■ **Consignes**:
a) D'après le compte rendu sur la dette méditerranéenne, à combien s'élevait la dette publique du Maroc en 2012 ?
b) Énumérez tous les pays mentionnés dans le compte rendu sur la dette méditerranéenne.
c) Rédigez la suite du compte rendu sur la dette méditerranéenne à partir de sa dernière phrase.

■ **Texte source**:
------------------------------------------------------------------------

Le
23 après-midi, plusieurs exposés et débats ont traité de la situation de la
dette dans le Bassin méditerranéen et leurs conséquences avec une analyse plus
poussée sur la situation pour les pays les plus concernés, d’une part au Sud, en Tunisie et en Egypte, d'autre part au Nord,
dans l'Etat espagnol, en Grèce et au Portugal.
Tout
d’abord, Fathi Chamkhi de RAID-Tunisie, qui présidait cette rencontre, a
présenté la situation en Tunisie. La crise politique résultant en partie des
profondes inégalités a provoqué la révolution et permis de chasser Ben Ali mais
les problèmes économiques s’amplifient. L’économie repose essentiellement sur
les exportations de produits agricoles et de matières premières. La production
industrielle est offshore et ne bénéficie pas au pays. Le rythme
d’endettement annuel qui était de 1,7 milliard de dinars sous Ben Ali s’est
envolé et atteint sur les trois dernières années 4, 3 milliards de dinars. De
1987 à 2010, la Tunisie
a emprunté 41 milliards de dinars et a remboursé 48 milliards de dinars au
titre de la dette à moyen et long terme. La Tunisie a donc alimenté les comptes des bailleurs
de fonds avec le solde de 7,5 milliards de dinars.
Il
existe de fait deux monnaies : une locale et une autre pour les échanges.
La situation actuelle est proche de la banqueroute de 1986 et les pays
créditeurs ont saisi le FMI. Pour Fathi Chamkhi : « Le Front
populaire doit continuer à guider l’activité populaire pour permettre au peuple
tunisien d’être souverain ». Il est nécessaire de gérer la crise interne
avant l’externe.
En
Egypte, l’endettement remonte aux années 70 et il avait été multiplié par dix
sous Sadate. Les politiques d’austérité ont commencé dans les années 90 sous l’injonction
du FMI. L’intervenant au nom de la
Coalition populaire précise qu’il s’agit d’un échec du modèle
de développement. Celui-ci a été fort sous Moubarak mais faible en termes
d’emplois, ce qui a entraîné la révolution de janvier. La situation en Egypte
est similaire à celle de la
Tunisie et la dette intérieure est très importante. Il existe
également un gros problème énergétique. Quelle est l’alternative pour
l’opposition ?
Au
Maroc, pour Omar Aziki d’El Mounadhil, le pays n’a pas pu résoudre
l’endettement depuis l’indépendance. Il échange beaucoup avec l’Union
européenne, dont la crise affecte directement le Maroc (immigrés victimes en
termes d’emploi et donc moins de devises envoyées au pays, baisse du tourisme
et investissements extérieurs en chute). Il y a un assujettissement aigu lié à
l’endettement. En 2012, la dette publique s’élevait à 69 milliards de dollars
et représentait 71 % du Produit intérieur brut (PIB) national. Les ressources
sont en baisse car le Maroc vend en dollars et en euros. Les prêts
internationaux s’effectuent comme partout avec des conditions drastiques et entraînent
notamment une réduction des dépenses sociales. La Commission pour la
justice exige l’annulation de la dette et la réhabilitation des victimes
d’Hassan II.

------------------------------------------------------------------------

■ **Données d'ancrage des expressions référentielles**:
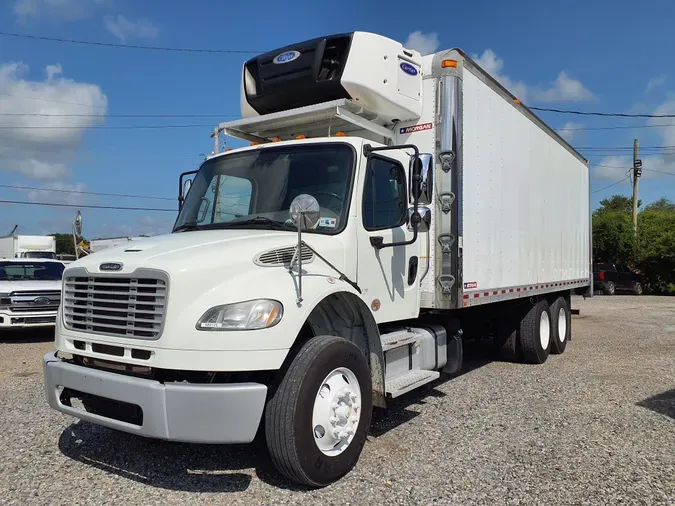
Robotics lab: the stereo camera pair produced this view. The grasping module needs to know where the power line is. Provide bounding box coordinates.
[0,184,176,200]
[0,124,214,130]
[0,112,237,118]
[0,200,178,213]
[591,176,630,193]
[530,107,675,118]
[0,92,107,109]
[554,123,675,132]
[0,32,265,54]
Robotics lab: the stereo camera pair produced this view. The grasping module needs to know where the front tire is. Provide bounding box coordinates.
[265,336,373,487]
[604,281,616,295]
[520,299,551,364]
[551,297,572,354]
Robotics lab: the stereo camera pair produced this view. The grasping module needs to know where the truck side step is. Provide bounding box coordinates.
[385,370,441,399]
[380,329,422,352]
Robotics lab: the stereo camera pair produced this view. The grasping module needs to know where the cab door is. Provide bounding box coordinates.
[357,151,423,323]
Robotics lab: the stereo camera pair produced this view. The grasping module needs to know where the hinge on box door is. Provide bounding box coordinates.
[438,234,455,255]
[438,193,455,214]
[439,151,455,172]
[438,274,455,295]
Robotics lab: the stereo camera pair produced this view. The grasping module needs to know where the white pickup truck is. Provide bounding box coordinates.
[0,258,65,330]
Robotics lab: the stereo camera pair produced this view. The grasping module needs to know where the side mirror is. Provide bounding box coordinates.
[182,179,192,199]
[75,211,82,236]
[288,193,321,230]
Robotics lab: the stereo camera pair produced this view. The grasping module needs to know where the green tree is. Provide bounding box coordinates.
[638,208,675,294]
[51,234,82,255]
[593,195,642,216]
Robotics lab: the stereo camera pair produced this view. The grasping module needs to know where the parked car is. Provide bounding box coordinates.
[593,262,642,295]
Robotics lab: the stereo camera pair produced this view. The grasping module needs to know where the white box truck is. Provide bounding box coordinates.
[44,32,592,486]
[0,235,56,259]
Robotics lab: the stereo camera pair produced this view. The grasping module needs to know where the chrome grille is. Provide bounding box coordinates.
[254,244,314,266]
[63,275,167,339]
[7,290,61,313]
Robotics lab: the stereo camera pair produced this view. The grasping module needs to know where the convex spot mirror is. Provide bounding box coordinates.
[288,193,321,230]
[75,211,82,236]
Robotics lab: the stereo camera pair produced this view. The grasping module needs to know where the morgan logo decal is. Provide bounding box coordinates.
[99,262,122,271]
[272,51,300,65]
[401,123,434,134]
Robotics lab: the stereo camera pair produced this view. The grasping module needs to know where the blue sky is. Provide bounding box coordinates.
[0,0,675,238]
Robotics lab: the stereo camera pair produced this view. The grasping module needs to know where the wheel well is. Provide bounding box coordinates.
[294,292,386,407]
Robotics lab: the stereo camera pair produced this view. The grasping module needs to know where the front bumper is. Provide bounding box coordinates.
[43,352,267,443]
[0,311,56,330]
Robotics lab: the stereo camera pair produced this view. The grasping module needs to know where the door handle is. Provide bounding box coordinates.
[408,256,419,286]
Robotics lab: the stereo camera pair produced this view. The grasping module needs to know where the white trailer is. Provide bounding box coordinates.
[0,235,56,259]
[44,32,592,486]
[89,237,143,253]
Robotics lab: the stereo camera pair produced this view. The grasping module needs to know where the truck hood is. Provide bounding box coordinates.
[64,229,352,282]
[0,280,61,293]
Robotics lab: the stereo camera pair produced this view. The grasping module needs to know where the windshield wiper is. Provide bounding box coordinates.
[222,216,291,230]
[174,221,201,232]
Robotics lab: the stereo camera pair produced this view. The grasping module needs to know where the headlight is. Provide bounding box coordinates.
[197,299,284,330]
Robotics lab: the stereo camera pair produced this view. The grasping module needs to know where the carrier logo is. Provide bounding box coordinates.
[98,262,122,271]
[272,51,300,64]
[399,62,417,76]
[401,123,434,134]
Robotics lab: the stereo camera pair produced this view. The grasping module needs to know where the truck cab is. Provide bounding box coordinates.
[44,32,590,487]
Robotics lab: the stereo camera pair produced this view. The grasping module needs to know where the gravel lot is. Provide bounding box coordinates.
[0,296,675,506]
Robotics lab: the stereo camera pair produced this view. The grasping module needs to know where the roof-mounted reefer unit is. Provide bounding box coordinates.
[241,32,422,123]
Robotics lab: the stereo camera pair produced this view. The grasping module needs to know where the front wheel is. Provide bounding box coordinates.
[265,336,372,487]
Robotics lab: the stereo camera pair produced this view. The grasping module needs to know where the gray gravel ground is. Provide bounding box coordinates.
[0,296,675,506]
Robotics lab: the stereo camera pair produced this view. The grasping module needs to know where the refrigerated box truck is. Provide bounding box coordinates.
[44,32,592,486]
[0,235,56,259]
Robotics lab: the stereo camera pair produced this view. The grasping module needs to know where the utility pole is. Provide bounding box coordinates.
[633,139,642,236]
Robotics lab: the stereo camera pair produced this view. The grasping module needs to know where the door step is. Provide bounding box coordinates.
[380,330,422,352]
[385,370,441,399]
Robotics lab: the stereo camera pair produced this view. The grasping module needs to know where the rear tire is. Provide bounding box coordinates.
[520,299,551,364]
[603,281,616,295]
[551,297,572,355]
[265,336,372,487]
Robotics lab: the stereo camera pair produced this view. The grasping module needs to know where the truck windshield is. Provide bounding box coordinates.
[0,262,66,281]
[174,143,354,234]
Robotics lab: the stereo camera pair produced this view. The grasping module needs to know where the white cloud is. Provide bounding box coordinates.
[104,14,159,42]
[558,121,584,143]
[645,74,666,93]
[403,30,440,56]
[474,49,529,102]
[28,181,93,205]
[0,62,108,181]
[14,0,112,22]
[473,49,595,103]
[533,72,595,102]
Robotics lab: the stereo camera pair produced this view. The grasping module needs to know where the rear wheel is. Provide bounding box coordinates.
[551,297,572,354]
[265,336,372,487]
[520,299,551,364]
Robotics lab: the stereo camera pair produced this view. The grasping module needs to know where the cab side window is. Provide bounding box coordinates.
[363,157,407,231]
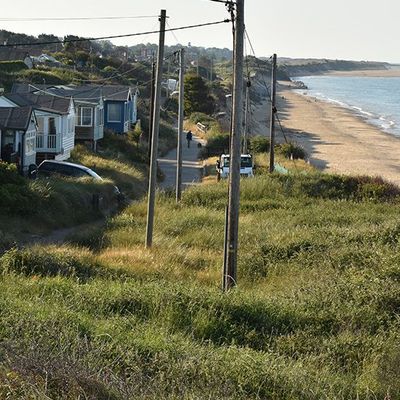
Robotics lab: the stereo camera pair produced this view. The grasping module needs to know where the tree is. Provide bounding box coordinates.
[184,75,215,115]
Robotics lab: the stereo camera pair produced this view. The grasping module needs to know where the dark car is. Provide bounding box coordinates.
[37,160,102,180]
[37,160,121,196]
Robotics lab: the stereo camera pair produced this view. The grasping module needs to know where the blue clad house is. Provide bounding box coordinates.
[103,86,137,133]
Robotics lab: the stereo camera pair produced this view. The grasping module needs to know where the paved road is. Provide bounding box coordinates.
[158,132,205,189]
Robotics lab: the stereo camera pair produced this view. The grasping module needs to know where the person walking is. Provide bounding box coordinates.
[186,131,193,149]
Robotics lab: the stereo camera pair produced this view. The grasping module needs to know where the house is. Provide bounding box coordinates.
[11,84,138,150]
[0,107,37,175]
[0,93,75,164]
[35,86,104,150]
[49,85,138,139]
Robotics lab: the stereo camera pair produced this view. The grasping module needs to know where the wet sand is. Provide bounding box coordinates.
[278,81,400,185]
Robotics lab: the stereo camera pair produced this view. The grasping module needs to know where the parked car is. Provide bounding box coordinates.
[37,160,121,196]
[216,154,254,179]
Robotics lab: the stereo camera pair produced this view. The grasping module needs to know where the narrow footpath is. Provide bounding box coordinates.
[158,132,205,190]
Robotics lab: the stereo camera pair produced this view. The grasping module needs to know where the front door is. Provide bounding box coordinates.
[0,130,17,163]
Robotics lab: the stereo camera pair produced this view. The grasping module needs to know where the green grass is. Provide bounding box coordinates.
[0,173,400,400]
[0,135,146,251]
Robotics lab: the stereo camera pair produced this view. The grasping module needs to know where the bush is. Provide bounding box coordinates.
[0,161,25,185]
[249,135,269,153]
[189,112,216,127]
[0,162,39,216]
[277,142,307,160]
[204,132,229,157]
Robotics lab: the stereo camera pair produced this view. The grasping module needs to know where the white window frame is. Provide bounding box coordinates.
[77,106,93,127]
[107,103,123,123]
[25,131,36,156]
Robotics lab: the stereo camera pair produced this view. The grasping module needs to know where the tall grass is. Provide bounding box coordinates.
[0,174,400,400]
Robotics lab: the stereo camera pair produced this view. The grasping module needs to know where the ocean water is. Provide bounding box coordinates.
[295,75,400,136]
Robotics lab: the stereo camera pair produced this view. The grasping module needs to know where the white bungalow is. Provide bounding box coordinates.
[0,107,37,175]
[0,93,75,163]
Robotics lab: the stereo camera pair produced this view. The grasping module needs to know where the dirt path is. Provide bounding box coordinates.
[158,132,205,189]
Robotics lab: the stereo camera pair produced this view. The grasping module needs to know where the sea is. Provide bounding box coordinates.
[294,75,400,137]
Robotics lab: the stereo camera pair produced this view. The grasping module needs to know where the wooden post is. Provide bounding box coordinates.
[176,49,185,203]
[146,10,166,248]
[225,0,244,290]
[148,61,156,162]
[269,54,276,173]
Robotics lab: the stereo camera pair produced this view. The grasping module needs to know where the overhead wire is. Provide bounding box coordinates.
[0,15,158,22]
[0,19,231,48]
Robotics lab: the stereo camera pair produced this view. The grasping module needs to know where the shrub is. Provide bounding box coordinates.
[189,112,216,127]
[0,161,25,184]
[204,132,229,157]
[277,142,306,160]
[249,135,269,153]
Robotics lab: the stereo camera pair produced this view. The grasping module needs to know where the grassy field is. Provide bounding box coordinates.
[0,172,400,400]
[0,135,147,252]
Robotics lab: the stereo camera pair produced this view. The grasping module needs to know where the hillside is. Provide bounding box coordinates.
[0,168,400,400]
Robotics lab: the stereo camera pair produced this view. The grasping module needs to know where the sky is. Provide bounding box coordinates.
[0,0,400,63]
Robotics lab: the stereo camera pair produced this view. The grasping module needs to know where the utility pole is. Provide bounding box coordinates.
[269,54,276,173]
[146,10,166,248]
[148,58,156,162]
[243,77,251,154]
[224,0,244,290]
[176,48,185,203]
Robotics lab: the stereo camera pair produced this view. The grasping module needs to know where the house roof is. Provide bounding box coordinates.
[5,93,70,114]
[0,106,32,131]
[41,85,136,103]
[11,82,54,93]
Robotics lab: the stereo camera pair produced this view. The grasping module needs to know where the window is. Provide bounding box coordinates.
[96,108,104,126]
[47,118,57,135]
[107,104,121,122]
[25,131,36,155]
[77,107,93,126]
[37,117,44,134]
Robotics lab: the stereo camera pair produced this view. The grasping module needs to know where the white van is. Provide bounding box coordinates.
[217,154,254,179]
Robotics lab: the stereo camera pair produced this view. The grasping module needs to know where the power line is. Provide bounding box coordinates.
[0,15,158,22]
[0,19,231,48]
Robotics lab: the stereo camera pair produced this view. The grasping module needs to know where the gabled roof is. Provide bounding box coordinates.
[46,85,136,103]
[5,93,70,114]
[0,107,32,131]
[11,82,55,93]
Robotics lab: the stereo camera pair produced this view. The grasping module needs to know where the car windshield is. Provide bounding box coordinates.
[240,157,253,168]
[222,156,253,168]
[87,169,103,181]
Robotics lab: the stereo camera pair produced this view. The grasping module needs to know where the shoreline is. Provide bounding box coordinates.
[278,81,400,185]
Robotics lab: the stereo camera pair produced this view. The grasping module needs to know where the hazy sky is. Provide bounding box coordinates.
[0,0,400,63]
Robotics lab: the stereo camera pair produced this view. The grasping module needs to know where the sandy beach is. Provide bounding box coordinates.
[278,82,400,185]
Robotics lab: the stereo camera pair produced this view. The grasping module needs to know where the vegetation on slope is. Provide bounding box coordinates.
[0,174,400,400]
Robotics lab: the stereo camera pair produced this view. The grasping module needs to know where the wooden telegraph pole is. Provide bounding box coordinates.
[243,78,251,154]
[224,0,244,290]
[146,10,166,248]
[269,54,276,173]
[148,58,156,162]
[176,49,185,203]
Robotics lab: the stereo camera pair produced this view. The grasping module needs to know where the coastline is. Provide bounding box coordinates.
[278,81,400,185]
[322,66,400,78]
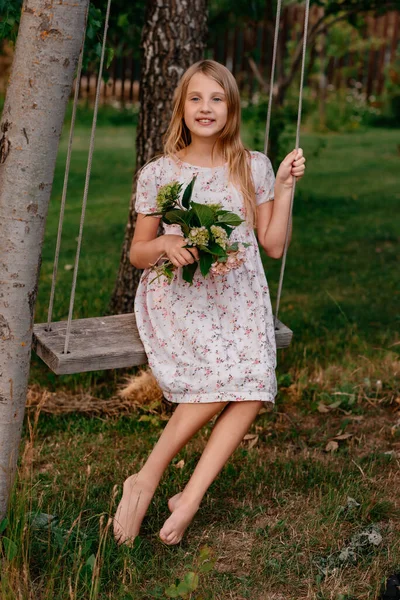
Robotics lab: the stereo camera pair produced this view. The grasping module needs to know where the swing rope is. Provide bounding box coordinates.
[47,0,111,354]
[264,0,310,328]
[47,5,89,331]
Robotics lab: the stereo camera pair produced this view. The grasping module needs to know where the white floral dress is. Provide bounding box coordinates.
[134,152,277,403]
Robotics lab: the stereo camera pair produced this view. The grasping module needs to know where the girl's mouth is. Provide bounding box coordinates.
[196,119,215,126]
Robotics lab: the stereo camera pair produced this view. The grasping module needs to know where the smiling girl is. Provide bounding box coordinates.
[114,60,305,545]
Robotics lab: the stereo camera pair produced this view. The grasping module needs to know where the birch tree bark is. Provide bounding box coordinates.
[109,0,207,314]
[0,0,89,520]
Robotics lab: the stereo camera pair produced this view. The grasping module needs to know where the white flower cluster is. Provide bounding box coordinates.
[185,225,210,246]
[210,225,228,250]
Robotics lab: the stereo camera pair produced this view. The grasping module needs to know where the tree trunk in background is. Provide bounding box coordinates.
[109,0,207,314]
[0,0,88,520]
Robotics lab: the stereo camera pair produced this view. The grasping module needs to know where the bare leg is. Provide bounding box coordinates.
[160,400,262,545]
[113,402,228,543]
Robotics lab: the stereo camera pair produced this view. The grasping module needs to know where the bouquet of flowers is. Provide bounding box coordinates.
[145,175,250,285]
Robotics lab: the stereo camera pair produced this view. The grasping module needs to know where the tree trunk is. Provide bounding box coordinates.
[0,0,88,520]
[109,0,207,314]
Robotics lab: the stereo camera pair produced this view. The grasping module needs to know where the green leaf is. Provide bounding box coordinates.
[0,517,8,535]
[177,581,192,598]
[1,537,18,560]
[182,175,197,208]
[200,252,214,277]
[165,583,179,598]
[163,208,190,236]
[199,560,215,573]
[182,261,199,285]
[192,202,215,227]
[105,46,115,69]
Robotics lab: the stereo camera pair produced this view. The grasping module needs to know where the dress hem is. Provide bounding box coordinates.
[163,390,275,404]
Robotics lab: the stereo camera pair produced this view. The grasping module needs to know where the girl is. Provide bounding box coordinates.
[113,60,305,545]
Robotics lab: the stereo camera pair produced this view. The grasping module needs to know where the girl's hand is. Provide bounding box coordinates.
[163,233,199,267]
[276,148,306,188]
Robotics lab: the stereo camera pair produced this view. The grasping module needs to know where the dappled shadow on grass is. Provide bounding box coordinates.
[3,384,400,600]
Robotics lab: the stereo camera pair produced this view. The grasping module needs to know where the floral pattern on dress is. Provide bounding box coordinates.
[134,152,277,403]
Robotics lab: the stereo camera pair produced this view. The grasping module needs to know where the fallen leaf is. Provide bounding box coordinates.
[243,433,258,450]
[332,433,353,441]
[325,440,339,452]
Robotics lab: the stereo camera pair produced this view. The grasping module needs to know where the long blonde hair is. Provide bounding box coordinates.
[164,60,257,227]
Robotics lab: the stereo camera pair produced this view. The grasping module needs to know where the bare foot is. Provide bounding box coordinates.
[168,492,182,512]
[113,473,155,545]
[160,494,199,546]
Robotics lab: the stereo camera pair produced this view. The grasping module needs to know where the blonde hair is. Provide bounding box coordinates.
[164,60,257,227]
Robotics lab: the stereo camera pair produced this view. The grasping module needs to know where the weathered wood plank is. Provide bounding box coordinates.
[32,313,147,375]
[32,313,293,375]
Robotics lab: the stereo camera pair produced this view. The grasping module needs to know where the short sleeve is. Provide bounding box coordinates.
[135,161,159,218]
[251,152,275,206]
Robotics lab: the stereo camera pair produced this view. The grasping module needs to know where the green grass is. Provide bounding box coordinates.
[0,115,400,600]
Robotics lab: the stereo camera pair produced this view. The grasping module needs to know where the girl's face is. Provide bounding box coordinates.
[184,73,228,138]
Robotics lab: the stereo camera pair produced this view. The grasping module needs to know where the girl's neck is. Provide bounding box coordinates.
[177,138,226,167]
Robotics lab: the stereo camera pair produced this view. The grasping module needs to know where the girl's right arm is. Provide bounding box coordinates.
[129,214,165,269]
[129,213,199,269]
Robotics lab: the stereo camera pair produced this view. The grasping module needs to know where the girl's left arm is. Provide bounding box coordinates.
[257,148,306,258]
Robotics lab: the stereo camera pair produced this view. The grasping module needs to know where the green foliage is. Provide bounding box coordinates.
[0,0,22,44]
[165,546,216,600]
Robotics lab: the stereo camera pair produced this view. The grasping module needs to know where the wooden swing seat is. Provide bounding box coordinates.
[32,313,293,375]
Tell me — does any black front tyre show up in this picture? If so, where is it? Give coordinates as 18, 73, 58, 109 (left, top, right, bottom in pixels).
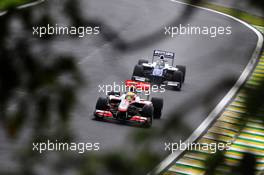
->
151, 97, 163, 119
142, 105, 154, 128
95, 97, 108, 110
138, 59, 148, 65
133, 65, 144, 77
172, 71, 183, 91
176, 65, 186, 83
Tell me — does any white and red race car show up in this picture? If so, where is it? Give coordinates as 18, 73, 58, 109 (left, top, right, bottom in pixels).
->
94, 80, 163, 127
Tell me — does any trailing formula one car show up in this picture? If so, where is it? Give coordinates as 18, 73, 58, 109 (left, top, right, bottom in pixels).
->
94, 80, 163, 127
132, 50, 186, 90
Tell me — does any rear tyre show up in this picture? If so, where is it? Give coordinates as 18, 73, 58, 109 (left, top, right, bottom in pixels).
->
138, 59, 148, 65
176, 65, 186, 83
94, 97, 108, 120
151, 97, 163, 119
133, 65, 144, 77
95, 97, 107, 110
142, 105, 153, 128
172, 71, 183, 91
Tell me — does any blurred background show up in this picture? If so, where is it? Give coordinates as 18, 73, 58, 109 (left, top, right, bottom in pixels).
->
0, 0, 264, 175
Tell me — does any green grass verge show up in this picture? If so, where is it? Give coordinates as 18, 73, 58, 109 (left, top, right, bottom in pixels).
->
0, 0, 34, 11
198, 3, 264, 26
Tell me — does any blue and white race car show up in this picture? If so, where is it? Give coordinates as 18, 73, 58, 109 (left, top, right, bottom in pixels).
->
132, 50, 186, 90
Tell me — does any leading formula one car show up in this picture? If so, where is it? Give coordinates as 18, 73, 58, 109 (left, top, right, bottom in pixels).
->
94, 80, 163, 127
132, 50, 186, 90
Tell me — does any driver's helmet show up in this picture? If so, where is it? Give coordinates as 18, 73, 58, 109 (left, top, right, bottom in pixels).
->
126, 92, 136, 101
157, 55, 165, 68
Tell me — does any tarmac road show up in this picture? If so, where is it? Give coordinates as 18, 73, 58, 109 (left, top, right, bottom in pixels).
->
70, 0, 257, 150
0, 0, 257, 171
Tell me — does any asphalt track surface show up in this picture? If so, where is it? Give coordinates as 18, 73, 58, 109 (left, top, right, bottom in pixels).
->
0, 0, 257, 171
73, 0, 257, 150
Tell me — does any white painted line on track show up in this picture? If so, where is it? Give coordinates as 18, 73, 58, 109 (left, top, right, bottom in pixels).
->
0, 0, 45, 16
148, 0, 263, 175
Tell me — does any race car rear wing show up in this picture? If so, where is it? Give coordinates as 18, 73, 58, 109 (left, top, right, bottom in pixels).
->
152, 50, 175, 65
126, 80, 151, 91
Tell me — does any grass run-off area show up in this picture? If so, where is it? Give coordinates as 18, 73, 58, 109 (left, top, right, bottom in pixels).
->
198, 3, 264, 26
0, 0, 34, 11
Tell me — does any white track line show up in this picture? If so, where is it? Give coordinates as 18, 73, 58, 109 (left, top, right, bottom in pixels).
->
0, 0, 45, 16
148, 0, 263, 175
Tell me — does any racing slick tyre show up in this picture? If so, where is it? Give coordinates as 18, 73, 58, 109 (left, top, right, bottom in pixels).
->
142, 105, 153, 128
132, 65, 144, 77
176, 65, 186, 83
94, 97, 108, 120
151, 97, 163, 119
95, 97, 108, 110
138, 59, 148, 65
107, 91, 120, 96
172, 71, 183, 91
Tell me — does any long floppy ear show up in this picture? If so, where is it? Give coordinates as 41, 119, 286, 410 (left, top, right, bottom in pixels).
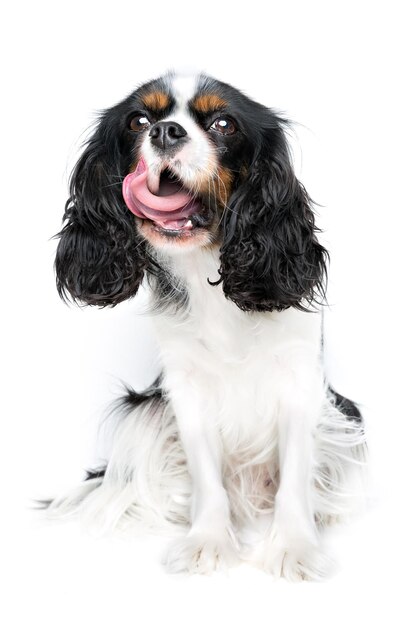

------------------------------------------------------------------------

■ **Réponses**:
a) Elle s'élevait à 69 milliards de dollars, soit 71 % du PIB national.

b) La Tunisie, l'Egypte, l'Etat espagnol, la Grèce, le Portugal, le Maroc

c)
Au
Liban, pour le représentant du Parti communiste libanais, la situation est
comparable aux autres pays. Il n’existe pas d’économie nationale. L’endettement
par habitant est de 15 000 dollars.
En
Syrie, il n’y a plus d’endettement depuis les années 70 et le gouvernement n’a
pas autorisé l’intervention des institutions internationales. Cependant, 80 %
de l’économie est contrôlée par 20 % de la population. Depuis le début de la
crise politique, la situation est devenue très critique, l’économie s’est
détériorée, la monnaie est dévaluée et la production a été considérablement
réduite. C’est le chaos total, il n’y a plus de médicaments et de nombreux
produits de première nécessité ne sont plus disponibles.
En
Grèce, depuis 3 ans malgré les politiques d’austérité la dette a augmenté de 20
%. Le chômage a fortement progressé et les gouvernements ont privatisé
l’énergie et les télécommunications. Il est probable que les capitaux étrangers
investissent en Grèce et les capitalistes grecs investissent à l’extérieur.
Le
salaire minimum a chuté de 20 % et le salaire annuel (calculé avec les primes
de fin d’année) a baissé de 40 % dans le secteur public et de 30 % dans le
secteur privé. Le contrat social a volé en éclats. Il y a un problème de
compétitivité. Il est nécessaire de changer de politique mais pour y parvenir,
le peuple a besoin de comprendre la situation.
Dans
l’Etat espagnol, Miguel Urban Crespo, qui s’exprimé au nom des cinq
organisations (Izquierda Anticapitalista, Lucha Internacionalista, Izquierda
Unida, Candidatura Unitat Polular et Sortu) a précisé que l’Etat vit une crise
de régime, héritée de la « transition démocratique ».
Il
a décliné la situation en plusieurs points :
-
Le modèle de croissance dévastateur pour l’environnement.
-
La vague de privatisations des entreprises publiques comparable à celle engagée
par Margaret Thatcher en Grande-Bretagne
au début des années 80.
-
La dette espagnole privée et socialisée, elle s’élève à 5 milliards d’euros et
seule un quart est d’origine publique, ce qui illustre bien la logique de la
privatisation des bénéfices et la socialisation des dettes.
Actuellement,
trois millions de personnes sont touchées par la pauvreté extrême et le pouvoir
d’achat décline fortement pour une grande majorité de citoyen-ne-s.
En
3 années, ce sont 40 années d’acquis sociaux qui ont été supprimées par trois
contre-réformes sociales. Cette situation a provoqué le mouvement du 15 mai
2011 – 15M.
La
crise de l’immobilier est énorme et les hypothèques entraînent des catastrophes
humaines. Il existe un mouvement pour la levée des hypothèques qui se renforce
de jour en jour. D’une manière générale, l’Etat espagnol vit la période de
mouvements sociaux la plus forte depuis 30 ans.
Le
représentant portugais du Bloc de gauche a précisé que les dettes externes
touchent plus principalement les pays périphériques de l’Union européenne. Il a
sollicité avec force un besoin de solidarité internationale pour ne pas rester
isolés.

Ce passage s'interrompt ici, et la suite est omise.